**Material for this exercise**
__________
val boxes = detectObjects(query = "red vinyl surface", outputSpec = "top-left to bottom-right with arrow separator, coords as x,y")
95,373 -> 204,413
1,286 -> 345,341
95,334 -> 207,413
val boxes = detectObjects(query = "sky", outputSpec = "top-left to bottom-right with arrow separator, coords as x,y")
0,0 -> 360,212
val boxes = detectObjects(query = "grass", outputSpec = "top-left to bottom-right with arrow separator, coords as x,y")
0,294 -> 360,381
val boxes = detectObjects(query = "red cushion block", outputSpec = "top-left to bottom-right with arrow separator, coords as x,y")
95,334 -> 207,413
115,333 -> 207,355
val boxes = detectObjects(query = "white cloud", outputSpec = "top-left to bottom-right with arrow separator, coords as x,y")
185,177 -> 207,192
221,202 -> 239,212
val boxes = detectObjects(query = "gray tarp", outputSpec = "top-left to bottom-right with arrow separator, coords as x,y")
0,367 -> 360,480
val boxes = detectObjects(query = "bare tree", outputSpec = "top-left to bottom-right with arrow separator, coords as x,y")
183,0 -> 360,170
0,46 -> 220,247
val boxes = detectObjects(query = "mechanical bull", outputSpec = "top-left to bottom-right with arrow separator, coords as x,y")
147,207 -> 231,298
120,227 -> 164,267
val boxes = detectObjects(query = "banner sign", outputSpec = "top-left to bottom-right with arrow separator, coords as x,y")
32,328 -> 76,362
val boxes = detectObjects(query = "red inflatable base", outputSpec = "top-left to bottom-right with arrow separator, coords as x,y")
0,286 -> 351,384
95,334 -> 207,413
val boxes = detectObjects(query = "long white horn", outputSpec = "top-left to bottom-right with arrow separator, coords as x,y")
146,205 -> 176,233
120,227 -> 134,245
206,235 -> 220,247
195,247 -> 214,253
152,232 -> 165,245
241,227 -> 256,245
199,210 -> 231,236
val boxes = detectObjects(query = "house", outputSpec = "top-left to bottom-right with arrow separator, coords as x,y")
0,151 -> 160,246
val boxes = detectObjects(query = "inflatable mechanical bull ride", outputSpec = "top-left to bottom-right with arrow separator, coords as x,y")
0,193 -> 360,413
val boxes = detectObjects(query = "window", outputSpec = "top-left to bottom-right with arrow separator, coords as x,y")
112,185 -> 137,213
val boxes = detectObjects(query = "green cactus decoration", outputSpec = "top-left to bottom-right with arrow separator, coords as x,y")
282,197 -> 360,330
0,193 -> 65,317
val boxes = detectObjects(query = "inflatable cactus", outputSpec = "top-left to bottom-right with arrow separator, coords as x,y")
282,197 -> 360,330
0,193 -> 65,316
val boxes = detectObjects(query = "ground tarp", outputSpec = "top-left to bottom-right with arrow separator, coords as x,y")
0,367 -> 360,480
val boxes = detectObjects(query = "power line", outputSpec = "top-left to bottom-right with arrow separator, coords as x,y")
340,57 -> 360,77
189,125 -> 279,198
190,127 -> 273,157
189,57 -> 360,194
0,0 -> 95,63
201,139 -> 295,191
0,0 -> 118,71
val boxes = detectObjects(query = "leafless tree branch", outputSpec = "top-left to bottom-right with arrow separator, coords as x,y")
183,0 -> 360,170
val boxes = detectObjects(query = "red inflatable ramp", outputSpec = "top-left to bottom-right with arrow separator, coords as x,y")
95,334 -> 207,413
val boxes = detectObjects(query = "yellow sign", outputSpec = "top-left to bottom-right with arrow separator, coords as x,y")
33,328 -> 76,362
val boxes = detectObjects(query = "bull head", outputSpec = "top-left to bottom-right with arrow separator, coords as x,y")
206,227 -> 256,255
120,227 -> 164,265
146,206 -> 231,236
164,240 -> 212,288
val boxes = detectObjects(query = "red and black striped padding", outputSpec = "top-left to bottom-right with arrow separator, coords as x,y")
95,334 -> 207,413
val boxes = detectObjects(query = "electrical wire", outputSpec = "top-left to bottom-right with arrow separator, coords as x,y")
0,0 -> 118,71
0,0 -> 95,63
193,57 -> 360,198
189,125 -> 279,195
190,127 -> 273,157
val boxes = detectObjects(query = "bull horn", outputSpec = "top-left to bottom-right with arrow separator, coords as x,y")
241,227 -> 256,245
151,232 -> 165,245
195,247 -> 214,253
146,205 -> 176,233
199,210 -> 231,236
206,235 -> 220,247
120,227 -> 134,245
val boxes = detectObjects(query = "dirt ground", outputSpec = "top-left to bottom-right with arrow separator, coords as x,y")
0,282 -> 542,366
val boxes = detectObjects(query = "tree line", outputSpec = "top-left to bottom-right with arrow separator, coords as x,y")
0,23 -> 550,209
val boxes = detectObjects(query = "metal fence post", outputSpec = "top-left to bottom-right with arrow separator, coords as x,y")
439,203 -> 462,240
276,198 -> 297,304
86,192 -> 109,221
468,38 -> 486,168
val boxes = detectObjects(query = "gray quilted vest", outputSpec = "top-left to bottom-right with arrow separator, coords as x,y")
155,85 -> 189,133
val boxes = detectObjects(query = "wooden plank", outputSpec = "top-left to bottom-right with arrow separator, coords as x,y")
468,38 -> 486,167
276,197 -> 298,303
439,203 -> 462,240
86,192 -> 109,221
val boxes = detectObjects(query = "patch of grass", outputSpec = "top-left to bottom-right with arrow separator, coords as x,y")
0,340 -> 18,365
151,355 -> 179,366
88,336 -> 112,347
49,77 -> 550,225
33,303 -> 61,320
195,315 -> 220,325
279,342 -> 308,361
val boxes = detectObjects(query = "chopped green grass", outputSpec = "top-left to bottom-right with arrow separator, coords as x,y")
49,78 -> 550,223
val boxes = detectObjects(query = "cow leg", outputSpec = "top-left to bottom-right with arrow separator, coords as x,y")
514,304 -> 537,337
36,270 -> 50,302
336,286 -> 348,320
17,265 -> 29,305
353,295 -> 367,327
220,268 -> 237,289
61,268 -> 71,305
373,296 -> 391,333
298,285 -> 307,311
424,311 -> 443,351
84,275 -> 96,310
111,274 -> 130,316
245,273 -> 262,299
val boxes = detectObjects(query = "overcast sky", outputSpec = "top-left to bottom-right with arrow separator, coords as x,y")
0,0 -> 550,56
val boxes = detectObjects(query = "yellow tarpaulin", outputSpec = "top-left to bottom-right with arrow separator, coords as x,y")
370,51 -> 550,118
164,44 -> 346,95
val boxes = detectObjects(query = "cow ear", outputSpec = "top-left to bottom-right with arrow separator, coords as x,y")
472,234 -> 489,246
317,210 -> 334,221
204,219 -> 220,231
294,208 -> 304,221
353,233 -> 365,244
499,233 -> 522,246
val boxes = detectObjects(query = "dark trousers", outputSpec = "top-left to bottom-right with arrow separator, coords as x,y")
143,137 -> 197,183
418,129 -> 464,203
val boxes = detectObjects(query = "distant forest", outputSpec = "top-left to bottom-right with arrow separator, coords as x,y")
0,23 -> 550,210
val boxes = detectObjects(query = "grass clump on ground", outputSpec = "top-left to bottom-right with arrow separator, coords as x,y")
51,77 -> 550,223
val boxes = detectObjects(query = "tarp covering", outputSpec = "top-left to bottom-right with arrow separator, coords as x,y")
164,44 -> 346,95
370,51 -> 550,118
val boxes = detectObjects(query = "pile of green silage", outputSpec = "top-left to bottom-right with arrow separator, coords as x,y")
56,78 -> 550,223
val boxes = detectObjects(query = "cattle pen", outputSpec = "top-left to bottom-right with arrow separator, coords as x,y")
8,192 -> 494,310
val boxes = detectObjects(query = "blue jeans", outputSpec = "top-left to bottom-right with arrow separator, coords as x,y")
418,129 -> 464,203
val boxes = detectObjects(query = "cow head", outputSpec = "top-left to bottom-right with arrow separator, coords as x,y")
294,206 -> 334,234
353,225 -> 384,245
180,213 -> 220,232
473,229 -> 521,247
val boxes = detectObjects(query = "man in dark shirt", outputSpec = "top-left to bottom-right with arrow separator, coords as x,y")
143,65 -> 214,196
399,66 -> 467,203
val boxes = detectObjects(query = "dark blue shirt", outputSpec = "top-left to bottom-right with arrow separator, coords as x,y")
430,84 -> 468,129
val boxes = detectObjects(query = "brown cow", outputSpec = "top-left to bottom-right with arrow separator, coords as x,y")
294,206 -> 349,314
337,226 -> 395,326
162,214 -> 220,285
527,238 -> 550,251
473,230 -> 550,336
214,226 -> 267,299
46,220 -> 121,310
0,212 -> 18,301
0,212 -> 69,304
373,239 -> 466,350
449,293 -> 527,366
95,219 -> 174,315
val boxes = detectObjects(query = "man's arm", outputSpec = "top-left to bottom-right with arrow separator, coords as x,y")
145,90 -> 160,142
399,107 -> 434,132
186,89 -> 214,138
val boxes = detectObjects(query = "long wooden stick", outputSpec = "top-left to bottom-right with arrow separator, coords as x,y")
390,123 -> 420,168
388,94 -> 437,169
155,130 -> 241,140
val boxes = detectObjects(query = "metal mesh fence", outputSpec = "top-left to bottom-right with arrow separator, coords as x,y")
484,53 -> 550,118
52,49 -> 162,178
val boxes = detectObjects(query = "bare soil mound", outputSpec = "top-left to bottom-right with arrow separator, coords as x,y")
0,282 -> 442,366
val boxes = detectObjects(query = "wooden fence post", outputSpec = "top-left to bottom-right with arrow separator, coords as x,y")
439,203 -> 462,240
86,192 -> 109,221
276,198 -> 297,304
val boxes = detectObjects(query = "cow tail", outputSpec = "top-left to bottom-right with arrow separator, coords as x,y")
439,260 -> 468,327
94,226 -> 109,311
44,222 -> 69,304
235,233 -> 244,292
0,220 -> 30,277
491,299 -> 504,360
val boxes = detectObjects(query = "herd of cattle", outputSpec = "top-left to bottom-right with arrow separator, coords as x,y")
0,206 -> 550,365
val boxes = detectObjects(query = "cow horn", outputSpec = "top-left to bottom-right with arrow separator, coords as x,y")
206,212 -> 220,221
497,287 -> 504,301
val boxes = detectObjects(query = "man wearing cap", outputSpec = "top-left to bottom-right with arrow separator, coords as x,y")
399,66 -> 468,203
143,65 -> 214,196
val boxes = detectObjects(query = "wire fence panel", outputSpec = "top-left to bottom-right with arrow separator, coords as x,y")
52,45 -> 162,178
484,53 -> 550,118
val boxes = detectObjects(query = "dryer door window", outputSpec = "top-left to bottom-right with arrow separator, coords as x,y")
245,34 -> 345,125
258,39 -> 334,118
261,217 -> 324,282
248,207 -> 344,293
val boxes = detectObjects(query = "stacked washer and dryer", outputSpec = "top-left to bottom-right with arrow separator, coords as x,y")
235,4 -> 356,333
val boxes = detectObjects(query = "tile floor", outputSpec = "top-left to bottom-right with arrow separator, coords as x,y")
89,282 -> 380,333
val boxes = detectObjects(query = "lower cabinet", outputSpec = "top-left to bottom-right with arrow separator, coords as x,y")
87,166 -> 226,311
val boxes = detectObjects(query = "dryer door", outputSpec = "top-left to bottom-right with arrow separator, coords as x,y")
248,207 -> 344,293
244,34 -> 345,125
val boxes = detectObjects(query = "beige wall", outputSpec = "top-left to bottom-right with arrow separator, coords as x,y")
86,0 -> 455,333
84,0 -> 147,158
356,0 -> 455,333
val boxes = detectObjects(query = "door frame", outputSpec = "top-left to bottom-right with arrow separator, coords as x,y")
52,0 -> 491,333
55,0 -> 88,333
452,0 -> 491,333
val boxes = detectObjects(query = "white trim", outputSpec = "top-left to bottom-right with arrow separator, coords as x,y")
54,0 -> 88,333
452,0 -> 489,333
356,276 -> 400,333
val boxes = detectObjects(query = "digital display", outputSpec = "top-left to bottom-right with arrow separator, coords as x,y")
__________
**Task goal**
Starting at the beginning of the material and ending with the line that contains "0,0 -> 360,212", write out every line again, requests included, after adding 16 to each coordinate in the answers.

**Solved problem**
val boxes = detectObjects(query = "red vinyl surface", outputSpec = "top-left to bottom-right with arrow separator, coords as x,y")
111,389 -> 220,429
17,302 -> 361,357
111,350 -> 223,429
val boxes = detectObjects(query = "sky", outputSpec = "top-left to bottom-right with arrow separator, coords as x,y")
16,16 -> 376,228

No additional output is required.